Is this what libertarians mean by “basic economics”. Step aside, Marx, this :galaxy-brain: channel will blow you out of the water!
20 millon people
If you think that’s bad, they have a video called “Is wealth inequality actually a problem?”
And the fact that it isn’t just a two second long video saying “yes” should tell you everything
It’s a predictably dumb video. Basically just tries to make the point that you need inequality to drive innovation and progress and that it’s better to have a society of great inequality where even the poor have relatively high living standards than a society where everyone is living in a cave in equal conditions. At least one of the top comments rips on it for not talking about the power imbalance it creates, especially in a supposed democracy where everyone is theoretically supposed to have an equal voice.
In May 1951, an international fact finding team from East Germany, West Germany, China, and the Netherlands stated, “The members, in the whole course of their journey, did not see one town that had not been destroyed, and there were very few undamaged villages.”

* [STATED PROBLEM 1]: Which countries were represented on the international fact finding team mentioned in the text?

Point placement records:
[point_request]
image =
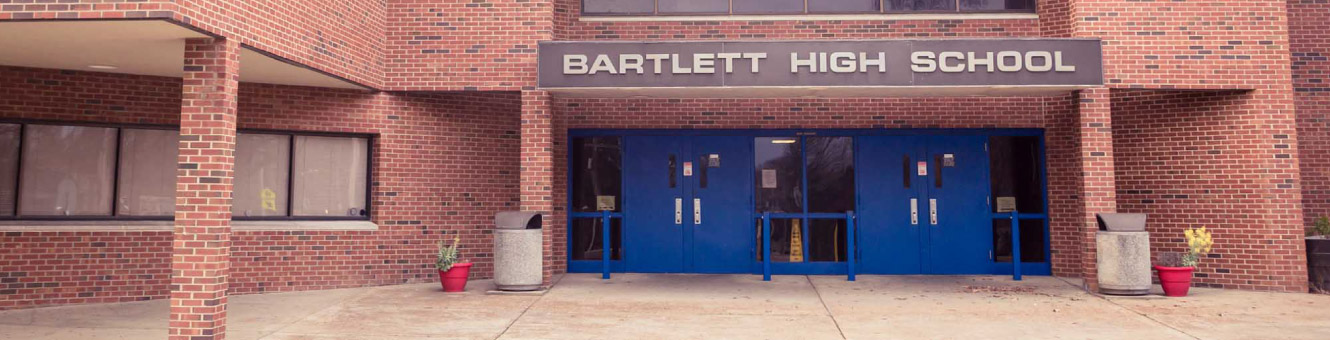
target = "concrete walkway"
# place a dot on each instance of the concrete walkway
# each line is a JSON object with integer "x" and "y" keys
{"x": 718, "y": 307}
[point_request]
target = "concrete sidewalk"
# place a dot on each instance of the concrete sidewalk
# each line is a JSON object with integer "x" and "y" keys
{"x": 635, "y": 306}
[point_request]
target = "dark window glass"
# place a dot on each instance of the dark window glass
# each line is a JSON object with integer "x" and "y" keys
{"x": 693, "y": 7}
{"x": 619, "y": 7}
{"x": 596, "y": 173}
{"x": 1031, "y": 241}
{"x": 768, "y": 7}
{"x": 898, "y": 5}
{"x": 786, "y": 239}
{"x": 1014, "y": 173}
{"x": 262, "y": 173}
{"x": 67, "y": 170}
{"x": 830, "y": 174}
{"x": 843, "y": 5}
{"x": 826, "y": 241}
{"x": 148, "y": 162}
{"x": 8, "y": 166}
{"x": 778, "y": 174}
{"x": 995, "y": 4}
{"x": 331, "y": 175}
{"x": 587, "y": 239}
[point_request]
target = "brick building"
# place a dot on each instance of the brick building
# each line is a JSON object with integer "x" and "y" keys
{"x": 334, "y": 144}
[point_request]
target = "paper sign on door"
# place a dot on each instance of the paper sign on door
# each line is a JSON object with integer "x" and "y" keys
{"x": 768, "y": 178}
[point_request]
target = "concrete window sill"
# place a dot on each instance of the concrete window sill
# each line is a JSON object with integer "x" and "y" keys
{"x": 68, "y": 226}
{"x": 813, "y": 17}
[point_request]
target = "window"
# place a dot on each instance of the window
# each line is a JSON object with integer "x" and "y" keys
{"x": 8, "y": 168}
{"x": 67, "y": 170}
{"x": 301, "y": 177}
{"x": 76, "y": 171}
{"x": 148, "y": 161}
{"x": 797, "y": 7}
{"x": 330, "y": 175}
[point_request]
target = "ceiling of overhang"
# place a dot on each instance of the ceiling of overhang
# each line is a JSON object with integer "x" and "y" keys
{"x": 134, "y": 47}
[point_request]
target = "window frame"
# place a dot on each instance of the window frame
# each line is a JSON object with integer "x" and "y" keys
{"x": 115, "y": 211}
{"x": 882, "y": 9}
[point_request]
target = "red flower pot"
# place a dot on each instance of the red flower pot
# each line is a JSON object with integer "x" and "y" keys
{"x": 1176, "y": 280}
{"x": 455, "y": 279}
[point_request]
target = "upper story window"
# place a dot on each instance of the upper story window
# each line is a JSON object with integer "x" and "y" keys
{"x": 95, "y": 171}
{"x": 798, "y": 7}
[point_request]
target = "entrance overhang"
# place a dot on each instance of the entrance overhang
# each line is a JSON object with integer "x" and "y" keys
{"x": 138, "y": 47}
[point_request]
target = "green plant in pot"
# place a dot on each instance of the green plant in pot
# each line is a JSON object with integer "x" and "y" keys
{"x": 1175, "y": 268}
{"x": 452, "y": 271}
{"x": 1318, "y": 255}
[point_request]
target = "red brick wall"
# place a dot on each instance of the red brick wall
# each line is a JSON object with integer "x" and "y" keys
{"x": 343, "y": 37}
{"x": 464, "y": 45}
{"x": 1218, "y": 160}
{"x": 443, "y": 164}
{"x": 1309, "y": 39}
{"x": 1189, "y": 44}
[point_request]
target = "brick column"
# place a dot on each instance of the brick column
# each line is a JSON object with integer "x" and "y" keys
{"x": 1093, "y": 138}
{"x": 537, "y": 168}
{"x": 201, "y": 247}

* [STATED PROBLEM 2]: Pull out every line of the records that contains the word "building".

* [RESULT 1]: East Germany, West Germany, China, and the Netherlands.

* [RESULT 2]:
target = "brick building"
# place a dot on each instance of the brick building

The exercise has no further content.